*RECORDS FOR PROCESSING*

============================================================

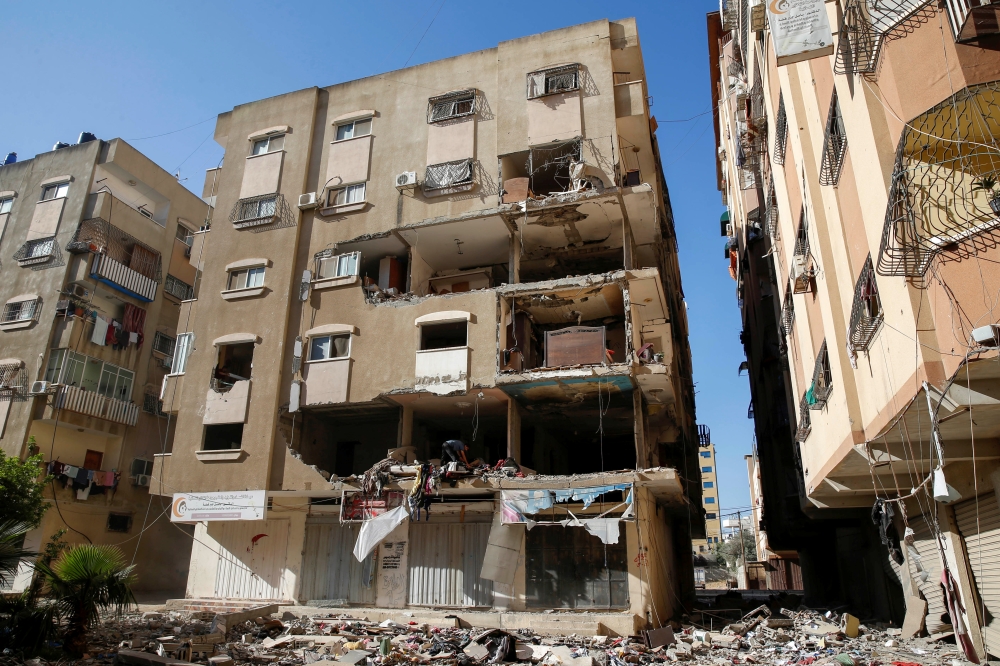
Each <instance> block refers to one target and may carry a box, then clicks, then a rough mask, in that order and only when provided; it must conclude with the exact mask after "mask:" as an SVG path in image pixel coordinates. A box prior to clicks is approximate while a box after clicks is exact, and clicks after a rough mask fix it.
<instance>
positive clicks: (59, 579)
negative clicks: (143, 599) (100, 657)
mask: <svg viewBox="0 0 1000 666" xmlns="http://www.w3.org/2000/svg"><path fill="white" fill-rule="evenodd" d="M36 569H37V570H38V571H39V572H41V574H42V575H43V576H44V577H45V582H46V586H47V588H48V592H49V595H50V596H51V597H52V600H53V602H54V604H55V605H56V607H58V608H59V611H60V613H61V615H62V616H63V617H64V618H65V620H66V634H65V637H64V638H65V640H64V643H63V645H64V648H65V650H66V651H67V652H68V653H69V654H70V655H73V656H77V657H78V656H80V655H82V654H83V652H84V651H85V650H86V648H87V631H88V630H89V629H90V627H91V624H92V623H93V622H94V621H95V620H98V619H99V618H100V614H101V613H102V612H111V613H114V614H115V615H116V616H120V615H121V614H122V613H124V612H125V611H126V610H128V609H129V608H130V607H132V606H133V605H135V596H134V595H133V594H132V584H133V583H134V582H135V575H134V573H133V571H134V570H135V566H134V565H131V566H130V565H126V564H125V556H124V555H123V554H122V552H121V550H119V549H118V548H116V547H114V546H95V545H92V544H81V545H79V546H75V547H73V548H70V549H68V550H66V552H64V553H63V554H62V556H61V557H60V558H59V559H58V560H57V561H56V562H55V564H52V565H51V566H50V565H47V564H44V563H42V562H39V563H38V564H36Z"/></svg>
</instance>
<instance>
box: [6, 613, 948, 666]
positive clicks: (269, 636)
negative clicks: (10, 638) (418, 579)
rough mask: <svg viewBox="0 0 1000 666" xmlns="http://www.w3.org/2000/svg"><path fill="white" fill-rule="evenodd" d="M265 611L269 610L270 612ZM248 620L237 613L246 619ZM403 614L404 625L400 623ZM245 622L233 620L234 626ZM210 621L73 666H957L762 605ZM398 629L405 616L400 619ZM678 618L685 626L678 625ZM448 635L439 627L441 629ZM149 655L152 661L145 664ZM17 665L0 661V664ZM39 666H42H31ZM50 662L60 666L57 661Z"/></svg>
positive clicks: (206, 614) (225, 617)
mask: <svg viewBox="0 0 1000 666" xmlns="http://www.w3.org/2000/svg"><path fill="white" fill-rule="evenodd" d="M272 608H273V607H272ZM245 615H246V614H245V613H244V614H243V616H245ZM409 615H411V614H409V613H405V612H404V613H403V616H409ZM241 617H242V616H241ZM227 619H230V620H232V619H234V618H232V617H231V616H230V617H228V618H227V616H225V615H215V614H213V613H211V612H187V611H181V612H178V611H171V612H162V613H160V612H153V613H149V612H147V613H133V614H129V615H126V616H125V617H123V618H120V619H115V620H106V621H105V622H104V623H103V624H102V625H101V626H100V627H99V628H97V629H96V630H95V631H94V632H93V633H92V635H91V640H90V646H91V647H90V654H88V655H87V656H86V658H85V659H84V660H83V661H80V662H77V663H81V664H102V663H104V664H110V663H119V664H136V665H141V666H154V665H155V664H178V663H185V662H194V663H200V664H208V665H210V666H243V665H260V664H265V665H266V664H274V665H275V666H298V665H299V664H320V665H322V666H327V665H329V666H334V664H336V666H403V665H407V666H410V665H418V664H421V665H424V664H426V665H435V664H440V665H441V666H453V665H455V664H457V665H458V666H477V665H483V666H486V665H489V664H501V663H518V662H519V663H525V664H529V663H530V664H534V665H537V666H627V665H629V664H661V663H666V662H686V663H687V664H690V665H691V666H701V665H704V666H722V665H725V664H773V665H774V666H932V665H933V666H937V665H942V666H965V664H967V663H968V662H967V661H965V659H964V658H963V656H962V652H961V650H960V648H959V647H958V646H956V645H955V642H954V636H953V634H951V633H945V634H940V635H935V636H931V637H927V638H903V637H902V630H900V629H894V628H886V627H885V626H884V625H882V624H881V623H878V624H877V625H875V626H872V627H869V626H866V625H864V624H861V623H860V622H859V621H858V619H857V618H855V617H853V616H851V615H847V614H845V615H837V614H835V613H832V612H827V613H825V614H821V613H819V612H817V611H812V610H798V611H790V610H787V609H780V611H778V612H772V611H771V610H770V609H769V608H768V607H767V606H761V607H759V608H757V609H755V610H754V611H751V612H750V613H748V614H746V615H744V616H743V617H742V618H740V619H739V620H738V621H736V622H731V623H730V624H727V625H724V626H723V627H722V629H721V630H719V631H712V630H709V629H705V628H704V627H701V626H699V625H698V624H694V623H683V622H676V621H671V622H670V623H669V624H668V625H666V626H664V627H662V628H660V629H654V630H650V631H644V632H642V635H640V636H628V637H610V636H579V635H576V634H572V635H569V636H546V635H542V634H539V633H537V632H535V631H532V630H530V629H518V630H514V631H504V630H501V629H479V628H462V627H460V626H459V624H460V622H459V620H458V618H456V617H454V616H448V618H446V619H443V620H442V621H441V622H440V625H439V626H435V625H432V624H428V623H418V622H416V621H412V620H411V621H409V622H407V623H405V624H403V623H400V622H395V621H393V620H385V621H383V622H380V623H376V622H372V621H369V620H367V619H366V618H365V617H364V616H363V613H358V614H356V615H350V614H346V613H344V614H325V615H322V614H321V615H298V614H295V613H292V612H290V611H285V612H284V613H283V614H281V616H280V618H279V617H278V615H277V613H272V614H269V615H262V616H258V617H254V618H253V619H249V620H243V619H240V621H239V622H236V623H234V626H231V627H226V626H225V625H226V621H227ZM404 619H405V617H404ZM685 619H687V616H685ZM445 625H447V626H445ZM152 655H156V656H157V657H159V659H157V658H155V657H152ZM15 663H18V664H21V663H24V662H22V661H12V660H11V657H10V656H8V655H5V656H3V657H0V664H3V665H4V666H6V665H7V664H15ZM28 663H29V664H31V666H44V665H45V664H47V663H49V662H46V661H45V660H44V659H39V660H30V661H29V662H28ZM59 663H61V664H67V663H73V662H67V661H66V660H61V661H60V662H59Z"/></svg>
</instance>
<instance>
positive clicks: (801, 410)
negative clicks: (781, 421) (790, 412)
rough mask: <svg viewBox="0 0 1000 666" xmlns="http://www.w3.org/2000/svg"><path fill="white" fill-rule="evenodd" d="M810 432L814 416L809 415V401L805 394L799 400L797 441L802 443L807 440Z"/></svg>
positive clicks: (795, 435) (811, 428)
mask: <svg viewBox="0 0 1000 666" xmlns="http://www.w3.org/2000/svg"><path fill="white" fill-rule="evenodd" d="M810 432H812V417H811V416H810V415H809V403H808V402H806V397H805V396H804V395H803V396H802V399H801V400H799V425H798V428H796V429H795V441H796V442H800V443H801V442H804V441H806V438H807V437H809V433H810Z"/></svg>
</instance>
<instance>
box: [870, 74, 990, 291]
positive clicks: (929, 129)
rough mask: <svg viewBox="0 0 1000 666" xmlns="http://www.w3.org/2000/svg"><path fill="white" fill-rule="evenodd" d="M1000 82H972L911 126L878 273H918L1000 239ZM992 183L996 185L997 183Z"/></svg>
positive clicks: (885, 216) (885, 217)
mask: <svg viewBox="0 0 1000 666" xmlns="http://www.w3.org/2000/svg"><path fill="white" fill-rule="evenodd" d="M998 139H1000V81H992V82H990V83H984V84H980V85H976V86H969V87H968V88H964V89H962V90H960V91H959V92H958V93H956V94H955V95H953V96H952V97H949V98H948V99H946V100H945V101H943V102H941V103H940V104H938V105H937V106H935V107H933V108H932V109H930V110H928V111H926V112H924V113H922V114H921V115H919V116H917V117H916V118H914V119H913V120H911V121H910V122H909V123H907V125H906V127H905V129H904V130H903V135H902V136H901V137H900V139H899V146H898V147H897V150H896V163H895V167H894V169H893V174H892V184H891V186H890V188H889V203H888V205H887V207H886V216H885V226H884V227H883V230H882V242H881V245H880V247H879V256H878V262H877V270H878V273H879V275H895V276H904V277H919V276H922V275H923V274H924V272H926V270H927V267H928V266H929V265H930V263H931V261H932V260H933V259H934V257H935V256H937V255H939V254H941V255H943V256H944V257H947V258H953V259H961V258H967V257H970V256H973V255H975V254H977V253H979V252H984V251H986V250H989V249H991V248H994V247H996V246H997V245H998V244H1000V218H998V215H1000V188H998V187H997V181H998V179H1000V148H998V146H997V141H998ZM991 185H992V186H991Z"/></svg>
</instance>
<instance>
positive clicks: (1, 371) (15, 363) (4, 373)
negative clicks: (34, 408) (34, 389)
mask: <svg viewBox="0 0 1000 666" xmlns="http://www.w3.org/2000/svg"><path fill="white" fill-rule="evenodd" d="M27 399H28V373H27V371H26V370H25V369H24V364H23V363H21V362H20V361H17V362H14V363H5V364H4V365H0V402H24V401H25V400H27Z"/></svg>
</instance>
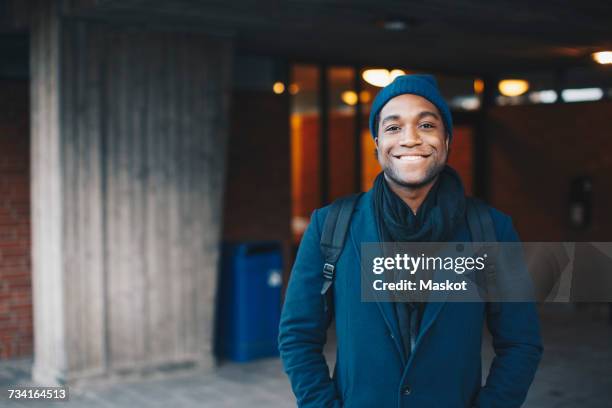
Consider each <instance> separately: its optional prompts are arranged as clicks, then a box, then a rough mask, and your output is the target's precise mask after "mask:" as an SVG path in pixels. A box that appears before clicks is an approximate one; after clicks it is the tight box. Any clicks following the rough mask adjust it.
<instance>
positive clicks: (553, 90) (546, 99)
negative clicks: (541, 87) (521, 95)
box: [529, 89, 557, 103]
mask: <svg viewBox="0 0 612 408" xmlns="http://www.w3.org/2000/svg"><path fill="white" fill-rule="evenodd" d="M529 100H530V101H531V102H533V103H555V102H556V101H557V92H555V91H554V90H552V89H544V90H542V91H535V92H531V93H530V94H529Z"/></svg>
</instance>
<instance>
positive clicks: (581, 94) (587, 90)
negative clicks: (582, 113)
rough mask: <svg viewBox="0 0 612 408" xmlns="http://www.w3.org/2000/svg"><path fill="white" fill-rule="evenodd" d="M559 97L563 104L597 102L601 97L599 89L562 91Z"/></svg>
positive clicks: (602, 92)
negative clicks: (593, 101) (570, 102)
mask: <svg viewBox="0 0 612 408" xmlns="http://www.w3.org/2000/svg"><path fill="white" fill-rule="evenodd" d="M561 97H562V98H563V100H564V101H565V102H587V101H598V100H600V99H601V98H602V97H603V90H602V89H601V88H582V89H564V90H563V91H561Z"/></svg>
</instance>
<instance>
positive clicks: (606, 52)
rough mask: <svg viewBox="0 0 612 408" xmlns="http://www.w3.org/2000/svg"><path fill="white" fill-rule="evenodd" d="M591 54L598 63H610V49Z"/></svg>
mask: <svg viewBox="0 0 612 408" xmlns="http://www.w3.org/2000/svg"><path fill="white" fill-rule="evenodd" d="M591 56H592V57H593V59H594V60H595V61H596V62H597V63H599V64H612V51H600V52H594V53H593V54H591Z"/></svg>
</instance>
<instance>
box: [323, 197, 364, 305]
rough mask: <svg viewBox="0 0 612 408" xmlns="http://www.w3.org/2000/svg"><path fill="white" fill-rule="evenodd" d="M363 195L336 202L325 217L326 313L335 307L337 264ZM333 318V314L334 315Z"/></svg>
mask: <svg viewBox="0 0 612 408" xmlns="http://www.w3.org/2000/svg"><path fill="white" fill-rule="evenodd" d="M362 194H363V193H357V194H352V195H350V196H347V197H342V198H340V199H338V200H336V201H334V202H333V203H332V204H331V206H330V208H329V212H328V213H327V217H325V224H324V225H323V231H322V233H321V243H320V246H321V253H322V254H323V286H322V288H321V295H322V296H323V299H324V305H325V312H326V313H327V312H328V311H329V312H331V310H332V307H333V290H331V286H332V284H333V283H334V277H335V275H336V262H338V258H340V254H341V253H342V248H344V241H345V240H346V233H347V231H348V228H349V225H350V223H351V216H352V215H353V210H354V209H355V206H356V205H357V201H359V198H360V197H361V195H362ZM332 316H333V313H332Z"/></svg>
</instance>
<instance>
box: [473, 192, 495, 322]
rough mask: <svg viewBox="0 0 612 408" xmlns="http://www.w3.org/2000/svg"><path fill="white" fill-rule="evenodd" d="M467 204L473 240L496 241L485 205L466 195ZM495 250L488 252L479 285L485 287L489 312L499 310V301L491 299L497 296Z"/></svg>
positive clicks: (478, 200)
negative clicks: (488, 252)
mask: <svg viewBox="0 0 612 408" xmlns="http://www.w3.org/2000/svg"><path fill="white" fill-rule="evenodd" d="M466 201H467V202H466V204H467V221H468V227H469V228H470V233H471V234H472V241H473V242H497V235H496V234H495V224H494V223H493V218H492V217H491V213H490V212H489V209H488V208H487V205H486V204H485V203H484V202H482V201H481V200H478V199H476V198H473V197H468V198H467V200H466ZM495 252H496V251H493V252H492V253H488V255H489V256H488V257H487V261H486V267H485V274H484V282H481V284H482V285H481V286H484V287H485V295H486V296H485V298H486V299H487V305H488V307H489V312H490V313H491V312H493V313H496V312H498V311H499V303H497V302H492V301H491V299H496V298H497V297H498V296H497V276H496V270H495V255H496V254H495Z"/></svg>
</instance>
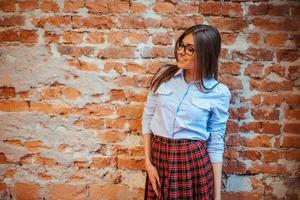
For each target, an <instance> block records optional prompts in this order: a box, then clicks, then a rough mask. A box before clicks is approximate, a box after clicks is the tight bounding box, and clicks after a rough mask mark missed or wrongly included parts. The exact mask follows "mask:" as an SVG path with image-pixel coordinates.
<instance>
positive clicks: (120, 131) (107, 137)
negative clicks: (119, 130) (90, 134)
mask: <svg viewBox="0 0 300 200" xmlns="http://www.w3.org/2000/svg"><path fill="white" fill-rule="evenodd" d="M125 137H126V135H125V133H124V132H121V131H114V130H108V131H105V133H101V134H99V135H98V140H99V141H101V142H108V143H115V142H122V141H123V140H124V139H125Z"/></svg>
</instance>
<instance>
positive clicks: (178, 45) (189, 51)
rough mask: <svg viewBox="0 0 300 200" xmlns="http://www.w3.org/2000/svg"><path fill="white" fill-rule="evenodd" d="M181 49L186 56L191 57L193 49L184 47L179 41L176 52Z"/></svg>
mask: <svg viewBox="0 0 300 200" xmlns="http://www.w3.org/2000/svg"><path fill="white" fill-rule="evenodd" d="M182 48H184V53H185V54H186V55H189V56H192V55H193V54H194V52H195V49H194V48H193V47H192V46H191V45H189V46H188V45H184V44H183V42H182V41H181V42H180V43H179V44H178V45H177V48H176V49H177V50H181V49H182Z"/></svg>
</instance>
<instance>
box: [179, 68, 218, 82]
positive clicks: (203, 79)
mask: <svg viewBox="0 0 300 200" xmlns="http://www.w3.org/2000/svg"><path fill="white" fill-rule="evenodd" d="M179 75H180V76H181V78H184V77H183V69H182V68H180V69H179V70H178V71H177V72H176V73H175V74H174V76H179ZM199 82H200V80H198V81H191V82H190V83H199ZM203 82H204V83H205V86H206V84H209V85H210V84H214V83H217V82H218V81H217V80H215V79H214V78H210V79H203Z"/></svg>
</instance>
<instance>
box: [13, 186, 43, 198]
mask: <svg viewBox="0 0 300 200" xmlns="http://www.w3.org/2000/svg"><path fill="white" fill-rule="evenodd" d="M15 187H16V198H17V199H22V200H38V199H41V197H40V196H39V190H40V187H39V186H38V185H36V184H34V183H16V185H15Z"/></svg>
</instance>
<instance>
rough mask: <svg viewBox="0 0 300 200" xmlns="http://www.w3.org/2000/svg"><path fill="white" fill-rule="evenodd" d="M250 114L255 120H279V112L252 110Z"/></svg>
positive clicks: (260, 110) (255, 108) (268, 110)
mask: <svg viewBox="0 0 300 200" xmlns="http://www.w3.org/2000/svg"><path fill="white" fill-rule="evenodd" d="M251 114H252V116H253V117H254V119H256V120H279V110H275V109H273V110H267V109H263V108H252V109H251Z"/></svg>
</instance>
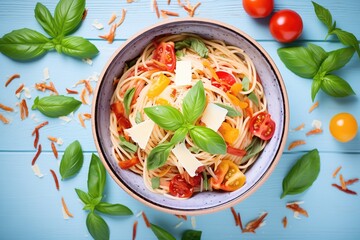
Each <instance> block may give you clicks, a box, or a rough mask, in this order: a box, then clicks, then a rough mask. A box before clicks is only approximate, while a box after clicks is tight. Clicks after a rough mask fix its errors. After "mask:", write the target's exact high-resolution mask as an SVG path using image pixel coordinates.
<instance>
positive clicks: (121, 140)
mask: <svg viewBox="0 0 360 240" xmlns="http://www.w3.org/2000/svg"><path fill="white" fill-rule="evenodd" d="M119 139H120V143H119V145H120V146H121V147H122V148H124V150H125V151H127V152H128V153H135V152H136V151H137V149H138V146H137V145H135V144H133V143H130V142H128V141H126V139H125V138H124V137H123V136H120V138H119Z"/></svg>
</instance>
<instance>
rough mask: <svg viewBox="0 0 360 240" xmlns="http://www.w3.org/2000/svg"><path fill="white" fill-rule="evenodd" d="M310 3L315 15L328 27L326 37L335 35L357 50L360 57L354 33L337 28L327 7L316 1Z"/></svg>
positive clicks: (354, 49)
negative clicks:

============================================================

Search the records for the string "while", and copy every line that holds it.

Each <instance> block refers to one target and may carry a box, then clicks, then a rough mask, in that order and only when provided; it must conclude with the exact mask after "mask:" as an SVG path in image pixel coordinates. A box prior to clicks is approximate while a box after clicks is exact, and clicks after a rough mask fix it.
Each <instance> block may give you clicks, a box, or a rough mask, in this order: a box, then clicks, then a rough mask. A box before clicks is only approximate, while a box after clicks is tight. Clicks after a rough mask fix its errors. After "mask:", write the target's exact high-resolution mask as an SVG path using image pixel coordinates.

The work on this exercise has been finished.